◆ Selected extract ◆
========

Predicate-centered focus from a cross-linguistic perspective

Convenors: Tom Güldemann & Ines Fiedler

While notions like argument focus, topic, givenness, and contrast have been playing an important role in the previous analysis of information structure, other categories have only been investigated marginally. Recent research has shown, however, that these are equally important for the grammatical organization of a number of typologically diverse languages. Our proposed theme
session arises from a cross-linguistic research project on African languages dedicated to one of these neglected topics, viz. so-called “predicate-centered focus (PCF)” and attempts to broaden the empirical scope, particularly on non-African data.

PCF subsumes several categories that are typically tied semantically and morpho-syntactically to the verb or predicate as the carrier of both illocutionary force and propositional content. The following types of predicate-centered focus can be distinguished: on the one hand focus on the state of affairs
(often called simply verb focus) and on the other hand focus on sentential operators for polarity, aspect, tense, etc., of which truth value focus is possibly the most well-known. A first important issue is to answer whether PCF and its individual subtypes are cross-linguistically valid. Also, do the PCF subtypes differ with respect to their importance in the coding system and their
salience in language use?

Languages differ considerably as to how they encode predicate-centered focus and its different subtypes formally. Apart from the principal question as to what formal strategies are employed to express PCF, two main parameters have to be evaluated in this respect: a) the formal relation of PCF to other focus types and b) the formal relation among the PCF subtypes outlined above. Furthermore, what is the impact on PCF marking if the predicate is morpho-syntactically complex? To investigate these and related issues is another main goal of the theme session.

========

◆ Data excerpts ◆
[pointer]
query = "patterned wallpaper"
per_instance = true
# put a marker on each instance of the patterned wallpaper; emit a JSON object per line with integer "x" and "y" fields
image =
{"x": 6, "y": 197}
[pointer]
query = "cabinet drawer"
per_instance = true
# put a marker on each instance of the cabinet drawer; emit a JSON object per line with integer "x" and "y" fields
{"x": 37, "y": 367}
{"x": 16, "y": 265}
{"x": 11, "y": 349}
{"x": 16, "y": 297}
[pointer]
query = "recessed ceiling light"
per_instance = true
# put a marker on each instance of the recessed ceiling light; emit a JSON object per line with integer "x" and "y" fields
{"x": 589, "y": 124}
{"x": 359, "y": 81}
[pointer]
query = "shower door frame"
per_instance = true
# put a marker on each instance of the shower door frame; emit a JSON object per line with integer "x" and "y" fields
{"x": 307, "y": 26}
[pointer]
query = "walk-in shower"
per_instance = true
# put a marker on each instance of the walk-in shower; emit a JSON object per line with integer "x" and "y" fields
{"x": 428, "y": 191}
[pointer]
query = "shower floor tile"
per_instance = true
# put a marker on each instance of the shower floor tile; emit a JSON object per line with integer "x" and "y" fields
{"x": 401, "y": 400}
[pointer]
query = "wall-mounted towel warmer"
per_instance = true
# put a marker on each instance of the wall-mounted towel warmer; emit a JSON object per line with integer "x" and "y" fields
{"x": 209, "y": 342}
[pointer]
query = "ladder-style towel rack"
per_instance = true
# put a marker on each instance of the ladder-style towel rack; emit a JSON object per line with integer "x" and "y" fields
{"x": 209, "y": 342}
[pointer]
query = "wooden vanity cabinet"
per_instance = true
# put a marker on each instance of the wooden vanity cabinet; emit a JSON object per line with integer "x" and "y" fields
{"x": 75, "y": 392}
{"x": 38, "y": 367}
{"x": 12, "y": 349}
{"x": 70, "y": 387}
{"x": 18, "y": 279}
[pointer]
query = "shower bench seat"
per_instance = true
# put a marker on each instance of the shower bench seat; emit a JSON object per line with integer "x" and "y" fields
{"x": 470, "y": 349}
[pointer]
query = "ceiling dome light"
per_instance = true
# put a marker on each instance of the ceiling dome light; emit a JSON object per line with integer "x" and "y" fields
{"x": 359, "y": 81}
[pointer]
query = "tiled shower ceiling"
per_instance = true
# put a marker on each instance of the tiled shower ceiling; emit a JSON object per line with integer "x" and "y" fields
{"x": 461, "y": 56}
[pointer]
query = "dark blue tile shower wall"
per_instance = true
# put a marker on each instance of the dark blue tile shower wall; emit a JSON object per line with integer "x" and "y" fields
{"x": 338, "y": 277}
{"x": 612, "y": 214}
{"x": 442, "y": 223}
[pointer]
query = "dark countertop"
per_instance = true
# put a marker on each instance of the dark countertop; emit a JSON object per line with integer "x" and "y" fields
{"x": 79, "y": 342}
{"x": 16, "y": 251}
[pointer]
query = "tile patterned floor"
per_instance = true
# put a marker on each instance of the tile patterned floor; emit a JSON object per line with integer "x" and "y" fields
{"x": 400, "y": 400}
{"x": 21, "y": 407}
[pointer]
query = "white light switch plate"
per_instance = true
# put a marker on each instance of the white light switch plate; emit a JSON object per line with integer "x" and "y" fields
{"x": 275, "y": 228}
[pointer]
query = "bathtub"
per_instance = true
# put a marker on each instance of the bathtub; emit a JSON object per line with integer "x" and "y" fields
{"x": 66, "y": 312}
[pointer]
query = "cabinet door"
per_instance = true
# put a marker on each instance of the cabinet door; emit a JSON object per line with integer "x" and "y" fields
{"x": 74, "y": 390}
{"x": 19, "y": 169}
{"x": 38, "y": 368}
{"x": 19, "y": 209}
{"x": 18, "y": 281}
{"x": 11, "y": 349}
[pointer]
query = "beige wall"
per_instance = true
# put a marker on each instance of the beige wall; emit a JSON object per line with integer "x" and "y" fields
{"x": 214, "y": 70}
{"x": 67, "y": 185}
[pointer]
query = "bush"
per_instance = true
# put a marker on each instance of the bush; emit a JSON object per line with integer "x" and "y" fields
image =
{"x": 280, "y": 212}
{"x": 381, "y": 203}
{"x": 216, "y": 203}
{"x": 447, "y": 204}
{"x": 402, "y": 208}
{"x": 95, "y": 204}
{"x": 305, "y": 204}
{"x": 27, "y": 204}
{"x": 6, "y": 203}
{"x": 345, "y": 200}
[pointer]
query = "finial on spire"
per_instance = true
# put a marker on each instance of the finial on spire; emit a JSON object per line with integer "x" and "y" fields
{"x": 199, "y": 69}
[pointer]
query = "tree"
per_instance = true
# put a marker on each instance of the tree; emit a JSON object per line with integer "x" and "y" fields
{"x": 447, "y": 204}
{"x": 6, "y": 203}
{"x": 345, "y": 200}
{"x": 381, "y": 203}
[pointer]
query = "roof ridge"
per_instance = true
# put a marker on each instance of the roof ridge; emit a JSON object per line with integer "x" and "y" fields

========

◆ Problem set ◆
a) Translate this sentence from the passage on predicate-centered focus into Spanish: "Languages differ considerably as to how they encode predicate-centered focus and its different subtypes formally."
b) State how many lines of the entries contain the string "ladder", treating case as significant. Give only the number.
The passage on predicate-centered focus and the entries are unrelated to each other.

◆ Answers to the exercise ◆
a) Las lenguas difieren considerablemente en cuanto a cómo codifican formalmente el foco centrado en el predicado y sus diferentes subtipos.

b) 2